#### [Task to carry out]
Please arrange each line of the records below as a row of a Markdown table with two columns, "No." for the row number and "Line" for the line itself, leaving out blank lines.

#### [Rows]
* Begin *

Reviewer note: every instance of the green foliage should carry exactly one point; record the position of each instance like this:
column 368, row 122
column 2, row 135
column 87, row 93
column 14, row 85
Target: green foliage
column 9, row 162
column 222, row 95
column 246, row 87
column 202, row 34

* End *

#### [Answer below]
| No. | Line |
|---|---|
| 1 | Reviewer note: every instance of the green foliage should carry exactly one point; record the position of each instance like this: |
| 2 | column 368, row 122 |
| 3 | column 2, row 135 |
| 4 | column 87, row 93 |
| 5 | column 14, row 85 |
| 6 | Target: green foliage |
| 7 | column 9, row 162 |
| 8 | column 222, row 95 |
| 9 | column 246, row 87 |
| 10 | column 202, row 34 |